━━ INPUT
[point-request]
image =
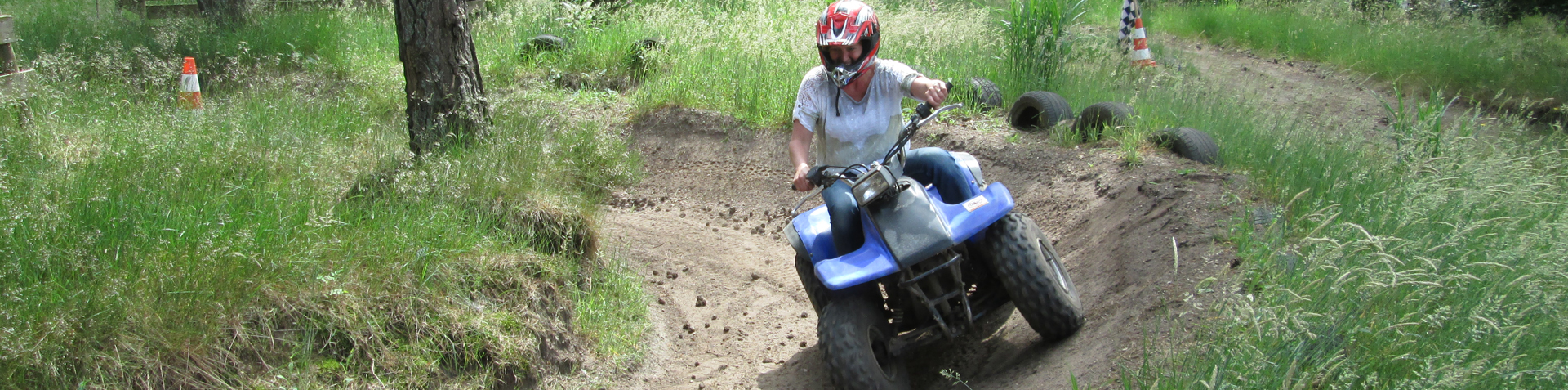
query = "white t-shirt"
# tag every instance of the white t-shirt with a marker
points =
(853, 132)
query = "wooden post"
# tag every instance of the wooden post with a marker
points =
(13, 79)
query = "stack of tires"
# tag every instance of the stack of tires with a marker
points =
(1045, 110)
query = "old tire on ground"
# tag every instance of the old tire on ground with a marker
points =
(541, 43)
(982, 93)
(1097, 117)
(1032, 274)
(853, 332)
(1039, 110)
(816, 293)
(1192, 143)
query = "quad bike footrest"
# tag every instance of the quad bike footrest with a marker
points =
(942, 296)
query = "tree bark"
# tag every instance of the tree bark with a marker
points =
(441, 73)
(225, 13)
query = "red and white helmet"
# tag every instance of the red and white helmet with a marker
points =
(849, 22)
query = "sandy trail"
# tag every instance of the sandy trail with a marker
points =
(705, 228)
(706, 224)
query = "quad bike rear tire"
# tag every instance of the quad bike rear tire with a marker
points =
(1192, 143)
(1101, 115)
(853, 332)
(816, 291)
(1034, 277)
(1039, 110)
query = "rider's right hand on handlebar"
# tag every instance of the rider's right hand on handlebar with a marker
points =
(802, 183)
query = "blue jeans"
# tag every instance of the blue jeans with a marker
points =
(927, 165)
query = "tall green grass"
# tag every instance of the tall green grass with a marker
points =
(1423, 258)
(283, 238)
(1510, 66)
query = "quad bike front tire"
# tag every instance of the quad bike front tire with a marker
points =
(1034, 277)
(816, 291)
(1039, 110)
(855, 335)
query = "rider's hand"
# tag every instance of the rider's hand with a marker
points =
(929, 90)
(802, 184)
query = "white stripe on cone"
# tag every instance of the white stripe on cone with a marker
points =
(1140, 54)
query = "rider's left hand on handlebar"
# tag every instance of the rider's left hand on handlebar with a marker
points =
(929, 90)
(800, 183)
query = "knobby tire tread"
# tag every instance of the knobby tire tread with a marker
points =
(1039, 110)
(844, 335)
(1010, 249)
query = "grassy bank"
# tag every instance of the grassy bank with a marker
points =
(1509, 66)
(283, 236)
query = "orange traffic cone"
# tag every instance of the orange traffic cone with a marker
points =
(190, 87)
(1133, 34)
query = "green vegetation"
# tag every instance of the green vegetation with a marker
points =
(283, 238)
(1509, 66)
(1432, 262)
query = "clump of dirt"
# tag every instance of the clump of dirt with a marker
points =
(728, 310)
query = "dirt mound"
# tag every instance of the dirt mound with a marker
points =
(729, 312)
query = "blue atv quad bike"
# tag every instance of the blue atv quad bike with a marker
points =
(929, 269)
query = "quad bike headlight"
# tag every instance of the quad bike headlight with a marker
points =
(874, 186)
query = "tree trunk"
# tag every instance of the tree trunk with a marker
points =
(446, 95)
(225, 13)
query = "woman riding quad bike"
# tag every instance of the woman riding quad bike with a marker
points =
(888, 262)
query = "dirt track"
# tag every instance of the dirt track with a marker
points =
(729, 313)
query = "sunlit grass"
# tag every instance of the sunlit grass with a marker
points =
(286, 224)
(1526, 61)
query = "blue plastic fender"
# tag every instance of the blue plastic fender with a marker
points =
(874, 260)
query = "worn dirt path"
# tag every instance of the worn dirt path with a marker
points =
(706, 224)
(705, 228)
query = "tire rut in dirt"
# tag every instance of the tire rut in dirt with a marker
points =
(1031, 271)
(1039, 110)
(853, 334)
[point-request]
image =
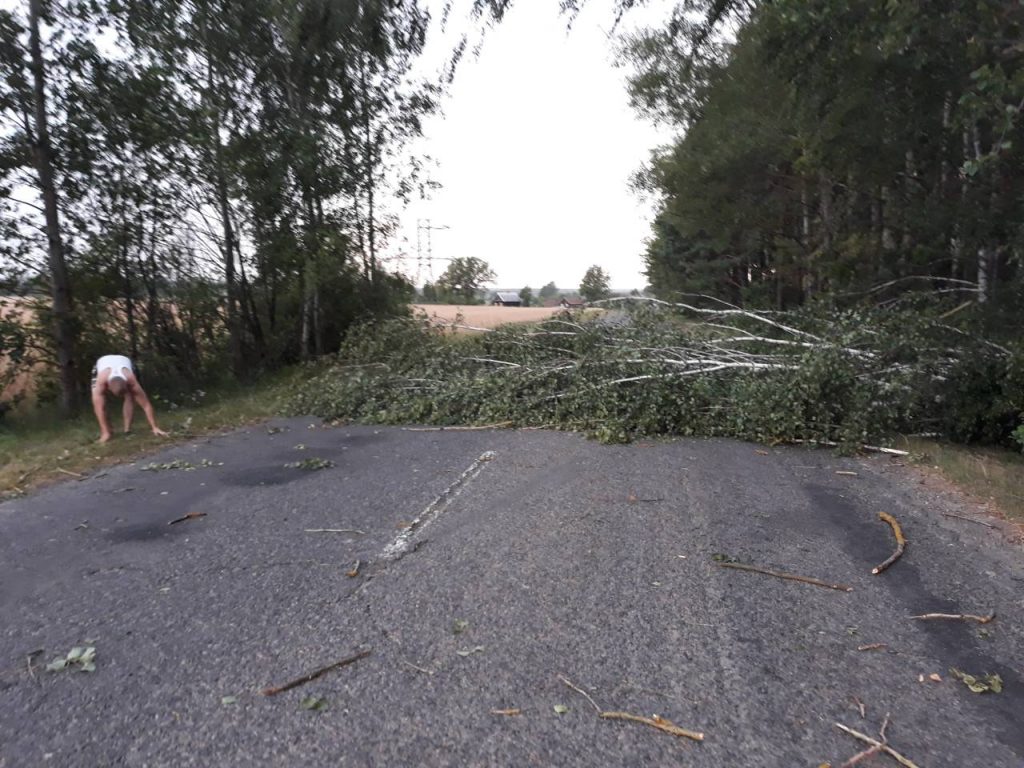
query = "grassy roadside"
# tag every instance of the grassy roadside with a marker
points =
(990, 474)
(39, 449)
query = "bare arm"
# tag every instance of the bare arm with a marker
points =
(143, 402)
(99, 409)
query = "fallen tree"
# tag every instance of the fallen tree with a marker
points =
(647, 368)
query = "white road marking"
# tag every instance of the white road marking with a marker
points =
(403, 541)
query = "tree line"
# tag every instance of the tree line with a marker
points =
(830, 147)
(202, 184)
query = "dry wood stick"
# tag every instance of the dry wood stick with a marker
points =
(969, 519)
(335, 530)
(958, 616)
(883, 747)
(189, 516)
(660, 723)
(581, 691)
(274, 690)
(861, 756)
(900, 543)
(781, 574)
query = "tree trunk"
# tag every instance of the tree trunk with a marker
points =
(42, 155)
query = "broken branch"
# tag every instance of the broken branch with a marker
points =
(189, 516)
(581, 691)
(781, 574)
(272, 691)
(655, 722)
(958, 616)
(900, 542)
(882, 747)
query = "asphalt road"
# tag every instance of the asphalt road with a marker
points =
(562, 557)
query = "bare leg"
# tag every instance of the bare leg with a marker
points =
(128, 411)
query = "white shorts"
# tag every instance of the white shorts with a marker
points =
(113, 361)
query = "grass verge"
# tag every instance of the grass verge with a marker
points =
(39, 449)
(991, 474)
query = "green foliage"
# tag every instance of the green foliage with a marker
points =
(594, 286)
(463, 280)
(849, 377)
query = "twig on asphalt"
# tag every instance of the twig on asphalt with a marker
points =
(581, 691)
(882, 747)
(655, 722)
(958, 616)
(335, 530)
(781, 574)
(969, 519)
(189, 516)
(900, 542)
(272, 691)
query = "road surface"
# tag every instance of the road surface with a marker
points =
(491, 564)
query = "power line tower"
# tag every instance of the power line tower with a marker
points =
(425, 225)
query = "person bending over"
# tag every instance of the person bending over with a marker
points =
(114, 375)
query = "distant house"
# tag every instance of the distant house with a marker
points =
(507, 298)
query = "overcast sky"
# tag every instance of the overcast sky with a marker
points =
(535, 148)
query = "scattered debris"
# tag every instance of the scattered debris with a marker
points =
(272, 691)
(781, 574)
(335, 530)
(83, 657)
(969, 519)
(189, 516)
(900, 542)
(957, 616)
(655, 722)
(581, 691)
(982, 684)
(881, 745)
(310, 464)
(499, 425)
(181, 464)
(313, 704)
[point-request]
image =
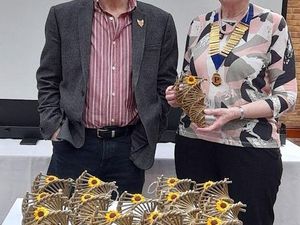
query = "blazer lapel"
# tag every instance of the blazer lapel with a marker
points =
(139, 25)
(85, 18)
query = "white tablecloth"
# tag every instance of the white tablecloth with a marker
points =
(20, 164)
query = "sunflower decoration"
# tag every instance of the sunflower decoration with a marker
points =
(214, 221)
(186, 201)
(94, 182)
(86, 197)
(224, 209)
(190, 97)
(31, 199)
(153, 216)
(137, 198)
(54, 201)
(41, 195)
(44, 215)
(133, 203)
(172, 196)
(208, 184)
(111, 216)
(50, 179)
(222, 206)
(172, 181)
(40, 213)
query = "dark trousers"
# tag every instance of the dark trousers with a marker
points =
(255, 173)
(107, 159)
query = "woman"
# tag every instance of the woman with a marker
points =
(245, 54)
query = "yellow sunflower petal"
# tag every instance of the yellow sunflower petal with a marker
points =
(50, 179)
(172, 196)
(153, 216)
(40, 213)
(85, 197)
(94, 182)
(214, 221)
(41, 196)
(222, 206)
(112, 215)
(137, 198)
(208, 184)
(172, 181)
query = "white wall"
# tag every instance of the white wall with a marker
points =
(22, 37)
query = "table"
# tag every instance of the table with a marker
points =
(20, 164)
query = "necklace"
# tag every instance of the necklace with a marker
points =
(218, 56)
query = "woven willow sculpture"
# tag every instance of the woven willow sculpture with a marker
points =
(190, 98)
(178, 202)
(52, 184)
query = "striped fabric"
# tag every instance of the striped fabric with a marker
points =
(110, 100)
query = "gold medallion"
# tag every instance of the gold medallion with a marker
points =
(216, 79)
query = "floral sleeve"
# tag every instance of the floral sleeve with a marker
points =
(281, 70)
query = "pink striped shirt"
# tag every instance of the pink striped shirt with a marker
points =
(110, 100)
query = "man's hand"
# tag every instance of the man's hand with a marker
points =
(171, 97)
(54, 136)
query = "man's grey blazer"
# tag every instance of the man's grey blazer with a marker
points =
(64, 72)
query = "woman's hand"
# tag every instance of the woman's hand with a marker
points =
(171, 97)
(222, 115)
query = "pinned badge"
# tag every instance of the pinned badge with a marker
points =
(140, 22)
(216, 79)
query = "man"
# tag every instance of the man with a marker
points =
(101, 81)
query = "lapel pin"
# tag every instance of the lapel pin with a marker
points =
(140, 22)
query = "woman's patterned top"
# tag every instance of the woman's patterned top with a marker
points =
(261, 66)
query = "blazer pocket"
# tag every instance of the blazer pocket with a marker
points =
(152, 47)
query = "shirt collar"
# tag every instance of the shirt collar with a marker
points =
(131, 5)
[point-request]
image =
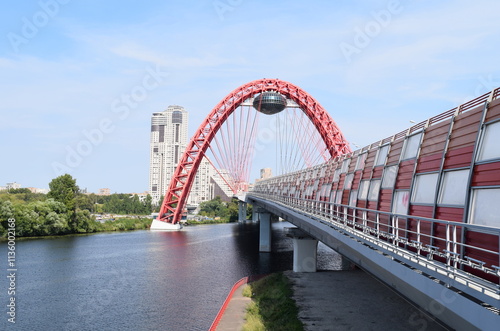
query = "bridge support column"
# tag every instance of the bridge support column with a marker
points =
(265, 230)
(305, 250)
(255, 216)
(242, 211)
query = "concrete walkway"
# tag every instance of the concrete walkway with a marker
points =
(353, 300)
(340, 300)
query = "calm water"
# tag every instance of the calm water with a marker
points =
(140, 280)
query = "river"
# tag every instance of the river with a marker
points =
(139, 280)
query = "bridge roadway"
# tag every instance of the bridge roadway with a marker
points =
(452, 296)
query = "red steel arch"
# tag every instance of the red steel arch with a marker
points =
(182, 180)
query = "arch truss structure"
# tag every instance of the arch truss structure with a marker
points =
(332, 141)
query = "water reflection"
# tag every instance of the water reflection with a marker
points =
(141, 280)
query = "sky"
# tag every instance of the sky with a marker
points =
(68, 69)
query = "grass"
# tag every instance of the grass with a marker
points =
(272, 307)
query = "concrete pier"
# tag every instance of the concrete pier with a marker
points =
(305, 249)
(265, 231)
(242, 211)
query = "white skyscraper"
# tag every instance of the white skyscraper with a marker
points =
(168, 142)
(169, 138)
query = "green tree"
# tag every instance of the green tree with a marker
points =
(214, 207)
(65, 190)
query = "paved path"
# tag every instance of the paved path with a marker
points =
(234, 316)
(353, 300)
(340, 300)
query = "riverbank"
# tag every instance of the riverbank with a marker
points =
(120, 224)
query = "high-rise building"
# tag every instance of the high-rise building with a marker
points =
(169, 138)
(168, 141)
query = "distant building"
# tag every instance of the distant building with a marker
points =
(142, 196)
(169, 138)
(14, 185)
(38, 190)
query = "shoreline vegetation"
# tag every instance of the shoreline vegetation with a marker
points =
(272, 306)
(67, 210)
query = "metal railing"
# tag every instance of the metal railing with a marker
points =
(434, 247)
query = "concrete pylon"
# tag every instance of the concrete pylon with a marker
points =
(305, 250)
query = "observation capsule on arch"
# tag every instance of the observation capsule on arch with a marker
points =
(269, 103)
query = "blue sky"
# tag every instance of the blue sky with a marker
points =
(374, 65)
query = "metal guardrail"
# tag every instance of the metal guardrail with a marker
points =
(443, 257)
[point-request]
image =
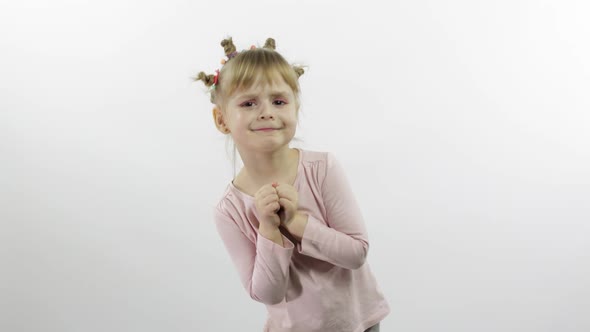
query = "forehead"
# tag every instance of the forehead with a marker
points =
(262, 85)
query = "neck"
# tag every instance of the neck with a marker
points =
(262, 167)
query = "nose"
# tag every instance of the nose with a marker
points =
(266, 111)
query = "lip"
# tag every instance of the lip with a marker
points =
(265, 129)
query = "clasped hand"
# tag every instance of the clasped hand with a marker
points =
(276, 203)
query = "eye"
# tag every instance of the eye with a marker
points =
(248, 103)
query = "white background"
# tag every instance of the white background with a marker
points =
(463, 127)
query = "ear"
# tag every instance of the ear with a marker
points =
(220, 120)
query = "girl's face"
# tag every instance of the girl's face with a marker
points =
(262, 117)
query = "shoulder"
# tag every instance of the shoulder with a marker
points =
(315, 157)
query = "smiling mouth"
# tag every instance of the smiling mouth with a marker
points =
(267, 129)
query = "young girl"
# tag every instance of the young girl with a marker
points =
(289, 219)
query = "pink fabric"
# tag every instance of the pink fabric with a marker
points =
(323, 283)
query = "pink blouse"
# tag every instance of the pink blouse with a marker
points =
(323, 283)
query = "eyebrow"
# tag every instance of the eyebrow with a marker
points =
(273, 94)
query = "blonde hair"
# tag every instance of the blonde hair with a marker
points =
(243, 69)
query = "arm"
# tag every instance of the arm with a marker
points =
(263, 266)
(344, 241)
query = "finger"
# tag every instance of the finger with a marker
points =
(287, 204)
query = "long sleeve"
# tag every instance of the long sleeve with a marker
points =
(344, 241)
(263, 266)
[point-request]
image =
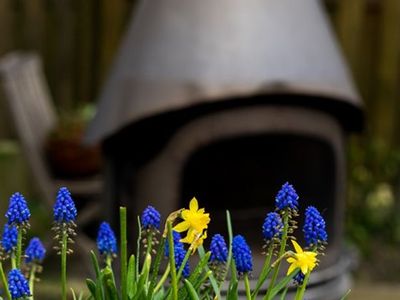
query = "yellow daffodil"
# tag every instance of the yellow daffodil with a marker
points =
(195, 240)
(304, 260)
(195, 220)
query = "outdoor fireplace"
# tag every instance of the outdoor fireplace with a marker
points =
(226, 101)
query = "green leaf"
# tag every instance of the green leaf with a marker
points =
(92, 287)
(123, 252)
(156, 268)
(159, 295)
(143, 279)
(345, 295)
(109, 283)
(192, 292)
(282, 284)
(131, 277)
(138, 242)
(112, 290)
(73, 294)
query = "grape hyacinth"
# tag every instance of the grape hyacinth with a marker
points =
(150, 218)
(64, 209)
(287, 198)
(9, 238)
(150, 221)
(35, 252)
(18, 212)
(242, 255)
(298, 279)
(18, 285)
(64, 213)
(314, 228)
(106, 241)
(272, 226)
(218, 257)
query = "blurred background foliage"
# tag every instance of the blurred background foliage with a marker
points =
(78, 39)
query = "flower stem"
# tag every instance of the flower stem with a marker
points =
(162, 280)
(281, 252)
(182, 266)
(108, 260)
(171, 255)
(19, 248)
(265, 271)
(300, 291)
(247, 286)
(149, 243)
(64, 265)
(4, 281)
(156, 266)
(32, 279)
(124, 257)
(13, 260)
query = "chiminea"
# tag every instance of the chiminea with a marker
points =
(227, 100)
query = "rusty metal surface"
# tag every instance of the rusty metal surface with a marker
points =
(179, 53)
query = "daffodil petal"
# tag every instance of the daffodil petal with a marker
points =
(193, 205)
(291, 260)
(304, 269)
(297, 247)
(292, 267)
(185, 214)
(183, 226)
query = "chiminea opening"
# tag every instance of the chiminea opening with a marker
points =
(227, 107)
(244, 173)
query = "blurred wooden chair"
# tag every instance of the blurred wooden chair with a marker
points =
(34, 115)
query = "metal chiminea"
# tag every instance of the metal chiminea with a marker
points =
(226, 100)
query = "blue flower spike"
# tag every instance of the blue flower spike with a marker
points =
(64, 209)
(18, 285)
(287, 198)
(242, 255)
(314, 228)
(64, 214)
(9, 239)
(35, 252)
(106, 240)
(272, 227)
(150, 222)
(18, 213)
(218, 257)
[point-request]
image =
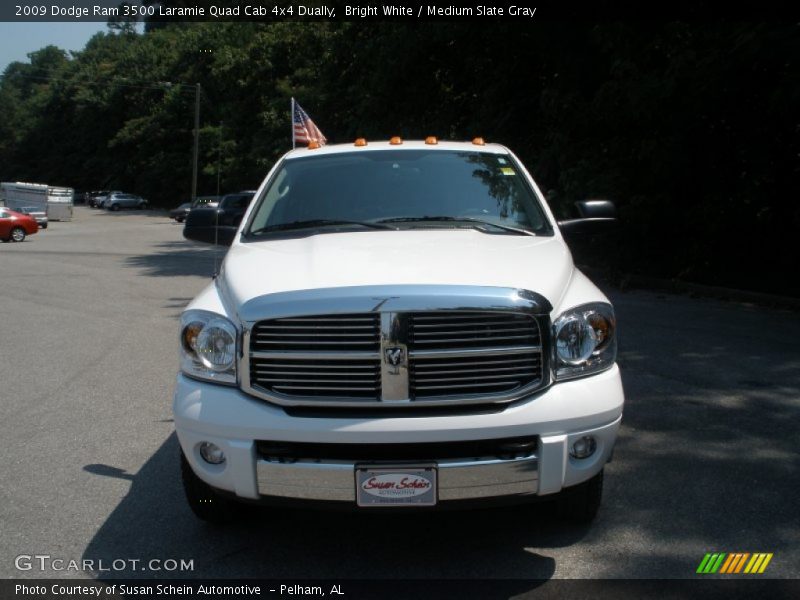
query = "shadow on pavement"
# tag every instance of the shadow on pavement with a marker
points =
(178, 258)
(707, 456)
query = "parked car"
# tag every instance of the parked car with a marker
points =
(398, 324)
(93, 198)
(224, 218)
(16, 226)
(179, 214)
(118, 200)
(39, 216)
━━━━
**EXERCISE BRIEF:** Please pick out every line in the records above that contains the word "chair", and copy each one.

**CORRECT ANSWER:**
query = "blurred wooden chair"
# tag every instance of the blurred wooden chair with a marker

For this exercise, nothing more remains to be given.